▸ **Exercises**
(A) In the post on expectations-robust policy evaluation, what are all the lengths of time the macroeconomists say they cannot wait for psychologists and sociologists to solve the problem?
(B) From the post on expectations-robust policy evaluation, print the passage starting with "Expectations Robust Policy" and going on through "try something else.".

▸ **Text shown**
——
Expectations Robust Policy Evaluation is Impossible

Macroeconomists have a problem. We know that agents' expectations are very important, but we don't understand how people form expectations. This is a problem for psychologists and sociologists. They haven't solved it and we can't wait decades (or centuries or millennia) until they do.

One proposal was to assume that people have rational (that is model consistent or Nash equilibrium) expectations. This requires either a unique Nash equilibrium or the abandonment of methodological individualism. The assumption that the world is in Nash equilibrium and it is unique rules out bubbles. So we can either advise policy makers on how to deal with the housing bubble and the dot com bubble and their aftermaths by assuming that bubbles are impossible, or try something else.

Hansen and Sargent (extremely eminent Nobel prize winning fresh water economists who were once enthusiasts for rational expectations) have thoughts about what to do. These thoughts are expressed in papers which I haven't read. I will debate Straw Hansen and Sargent (SHS)

SHS says we should seek policy rules which yield OK outcomes for any conceivable expectations formation mechanism. SHS doesn't understand that this quest is utterly futile, because SHS has limited imagination and can conceive only of expectations mechanisms which have been explored by SHS.
——
Excerpts of labeled region data
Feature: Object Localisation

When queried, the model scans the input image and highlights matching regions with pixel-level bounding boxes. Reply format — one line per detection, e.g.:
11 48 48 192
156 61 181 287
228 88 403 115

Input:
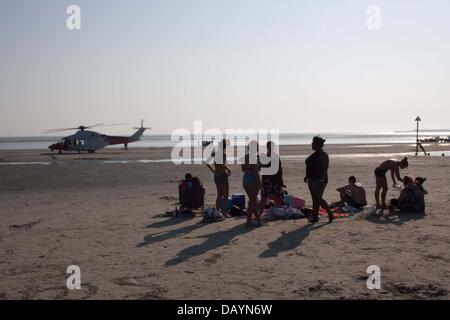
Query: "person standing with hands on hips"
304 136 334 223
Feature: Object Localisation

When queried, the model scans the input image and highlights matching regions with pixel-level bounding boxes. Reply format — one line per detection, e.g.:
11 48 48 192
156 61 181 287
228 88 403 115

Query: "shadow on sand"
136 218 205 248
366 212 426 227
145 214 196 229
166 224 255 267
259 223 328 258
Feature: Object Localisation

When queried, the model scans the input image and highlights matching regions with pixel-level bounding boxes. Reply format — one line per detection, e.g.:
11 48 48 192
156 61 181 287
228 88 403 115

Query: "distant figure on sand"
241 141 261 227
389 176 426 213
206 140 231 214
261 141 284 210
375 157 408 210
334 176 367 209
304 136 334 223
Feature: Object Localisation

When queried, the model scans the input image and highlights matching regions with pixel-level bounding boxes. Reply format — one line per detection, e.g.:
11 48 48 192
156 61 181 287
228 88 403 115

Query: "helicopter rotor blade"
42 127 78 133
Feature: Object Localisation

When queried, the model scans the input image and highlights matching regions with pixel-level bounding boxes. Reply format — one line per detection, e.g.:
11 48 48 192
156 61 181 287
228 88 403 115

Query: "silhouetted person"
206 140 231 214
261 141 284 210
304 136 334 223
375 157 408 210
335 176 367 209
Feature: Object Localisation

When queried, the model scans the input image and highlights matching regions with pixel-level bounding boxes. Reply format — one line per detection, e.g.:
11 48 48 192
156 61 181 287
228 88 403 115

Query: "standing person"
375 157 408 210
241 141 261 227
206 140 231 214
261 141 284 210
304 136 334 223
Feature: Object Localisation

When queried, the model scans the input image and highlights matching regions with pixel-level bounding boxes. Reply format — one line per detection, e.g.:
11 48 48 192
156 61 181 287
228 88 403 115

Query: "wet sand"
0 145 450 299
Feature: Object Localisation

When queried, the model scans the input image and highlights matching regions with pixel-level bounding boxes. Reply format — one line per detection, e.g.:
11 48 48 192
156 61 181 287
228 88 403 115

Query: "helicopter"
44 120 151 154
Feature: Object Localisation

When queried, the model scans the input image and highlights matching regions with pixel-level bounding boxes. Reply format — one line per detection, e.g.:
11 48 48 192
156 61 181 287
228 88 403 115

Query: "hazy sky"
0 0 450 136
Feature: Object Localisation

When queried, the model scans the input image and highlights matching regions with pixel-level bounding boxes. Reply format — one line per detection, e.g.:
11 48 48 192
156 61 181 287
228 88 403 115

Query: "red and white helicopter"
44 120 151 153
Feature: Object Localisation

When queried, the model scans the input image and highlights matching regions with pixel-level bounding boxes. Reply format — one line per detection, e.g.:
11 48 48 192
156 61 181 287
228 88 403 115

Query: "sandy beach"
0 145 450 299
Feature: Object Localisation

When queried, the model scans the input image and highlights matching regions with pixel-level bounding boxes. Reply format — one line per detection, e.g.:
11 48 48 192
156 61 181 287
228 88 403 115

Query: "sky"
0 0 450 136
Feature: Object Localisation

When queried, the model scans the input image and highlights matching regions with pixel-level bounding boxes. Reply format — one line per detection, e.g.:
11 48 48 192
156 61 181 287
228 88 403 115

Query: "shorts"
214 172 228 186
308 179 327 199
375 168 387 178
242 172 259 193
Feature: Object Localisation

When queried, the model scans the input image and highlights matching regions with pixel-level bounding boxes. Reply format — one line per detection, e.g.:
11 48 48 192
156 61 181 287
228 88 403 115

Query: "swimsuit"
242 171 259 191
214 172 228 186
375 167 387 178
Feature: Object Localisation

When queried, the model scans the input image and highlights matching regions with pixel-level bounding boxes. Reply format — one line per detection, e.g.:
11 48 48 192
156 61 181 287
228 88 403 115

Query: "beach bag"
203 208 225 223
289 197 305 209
——
▸ **The solutions**
(A) Decades, centuries, millennia

(B)
Expectations Robust Policy Evaluation is Impossible

Macroeconomists have a problem. We know that agents' expectations are very important, but we don't understand how people form expectations. This is a problem for psychologists and sociologists. They haven't solved it and we can't wait decades (or centuries or millennia) until they do.

One proposal was to assume that people have rational (that is model consistent or Nash equilibrium) expectations. This requires either a unique Nash equilibrium or the abandonment of methodological individualism. The assumption that the world is in Nash equilibrium and it is unique rules out bubbles. So we can either advise policy makers on how to deal with the housing bubble and the dot com bubble and their aftermaths by assuming that bubbles are impossible, or try something else.